▶ SOURCE:
==========

Machine-check exception

A machine check exception (MCE) is a type of computer error that occurs when a problem involving the computer's hardware is detected. With most mass-market personal computers, an MCE indicates faulty or misconfigured hardware.

The nature and causes of MCEs can vary by architecture and generation of system. In some designs, an MCE is always an unrecoverable error, that halts the machine, requiring a reboot. In other architectures, some MCEs may be non-fatal, such as for single-bit errors corrected by ECC memory. On some architectures, such as PowerPC, certain software bugs can cause MCEs, such as an invalid memory access. On other architectures, such as x86, MCEs typically originate from hardware only.

Reporting

[edit]

IBM mainframe operating systems

[edit]

IBM System/360 Operating System (OS/360) records input/output errors in a dataset called SYS1.LOGREC. Since then IBM has coined the term error recording data set (ERDS) for successor versions that allow the installation to choose the name and for operating systems not derived from OS/360.[1]

OS/360

[edit]

In OS/360, the installation can choose several levels of support for handling machine checks. The most sophisticated, Machine Check Handler (MCH), records failure data on SYS1.LOGREC and attempts recovery. The installation can print those data using the Environmental Record Editing and Printing Program (EREP) service aid or the stand-alone version SEREP. The MCH can handle memory failures in refreshable nucleus control sections by reading a fresh copy from SYS1.ASRLIB and can handle memory errors in SVC transient areas by reading a fresh copy of the SVC module from SYS1.SVCLIB.

z/OS

[edit]

In z/OS the installation can either use an ERDS or can define a z/OS System Logger log stream[2] to hold the error data. As with OS/360, the installation uses EREP to print those data; SEREP is no longer available. The MCH is no longer optional, and handles many more failure modes than the OS/360 MCH.

==========

▶ SUPPLIED INFORMATION:
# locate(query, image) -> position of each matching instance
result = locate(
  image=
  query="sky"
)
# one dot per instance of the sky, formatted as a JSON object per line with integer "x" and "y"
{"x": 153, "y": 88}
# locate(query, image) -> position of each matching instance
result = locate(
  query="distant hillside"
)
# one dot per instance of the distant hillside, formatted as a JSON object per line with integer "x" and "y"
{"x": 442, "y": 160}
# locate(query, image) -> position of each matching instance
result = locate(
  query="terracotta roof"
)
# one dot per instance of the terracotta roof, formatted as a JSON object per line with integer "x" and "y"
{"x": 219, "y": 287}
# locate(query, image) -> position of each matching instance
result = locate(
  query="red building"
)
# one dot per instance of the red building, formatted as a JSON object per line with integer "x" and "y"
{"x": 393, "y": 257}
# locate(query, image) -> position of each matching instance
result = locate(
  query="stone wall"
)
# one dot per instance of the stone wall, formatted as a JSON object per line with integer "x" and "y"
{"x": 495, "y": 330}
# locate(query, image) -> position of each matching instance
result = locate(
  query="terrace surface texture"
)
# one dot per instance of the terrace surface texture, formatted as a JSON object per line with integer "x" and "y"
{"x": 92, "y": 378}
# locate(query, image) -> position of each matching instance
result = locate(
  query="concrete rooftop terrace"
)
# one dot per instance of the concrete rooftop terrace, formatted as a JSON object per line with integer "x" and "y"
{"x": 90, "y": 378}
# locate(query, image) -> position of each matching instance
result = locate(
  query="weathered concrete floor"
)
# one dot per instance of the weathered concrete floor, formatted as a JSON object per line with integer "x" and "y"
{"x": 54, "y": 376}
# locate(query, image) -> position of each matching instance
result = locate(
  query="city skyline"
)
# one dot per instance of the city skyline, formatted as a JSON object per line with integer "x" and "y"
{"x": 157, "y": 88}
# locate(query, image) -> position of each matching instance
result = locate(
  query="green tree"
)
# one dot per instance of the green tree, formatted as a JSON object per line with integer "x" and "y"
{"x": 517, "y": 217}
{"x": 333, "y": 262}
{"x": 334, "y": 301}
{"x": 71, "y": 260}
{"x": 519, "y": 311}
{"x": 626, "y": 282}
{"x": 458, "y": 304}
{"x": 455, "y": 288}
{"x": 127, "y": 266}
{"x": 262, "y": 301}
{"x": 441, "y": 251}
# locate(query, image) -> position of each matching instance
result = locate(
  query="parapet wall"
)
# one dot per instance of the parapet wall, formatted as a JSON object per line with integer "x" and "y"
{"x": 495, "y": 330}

==========

▶ TASKS TO COMPLETE:
(1) Based on the machine check exception text, is each statement true? (a) On PowerPC, certain software bugs can cause MCEs. (b) SEREP can still be used in z/OS. (c) In z/OS, the Machine Check Handler is optional. For each, answer yes or no and quote the words from the text that settle it.
(2) List every data set named in the machine check exception text whose name begins with "SYS1."
Use only the machine check exception text to answer.

▶ TASK SOLUTIONS:
(1)
(a) Yes: "On some architectures, such as PowerPC, certain software bugs can cause MCEs"
(b) No: "SEREP is no longer available."
(c) No: "The MCH is no longer optional"

(2) SYS1.LOGREC, SYS1.ASRLIB, SYS1.SVCLIB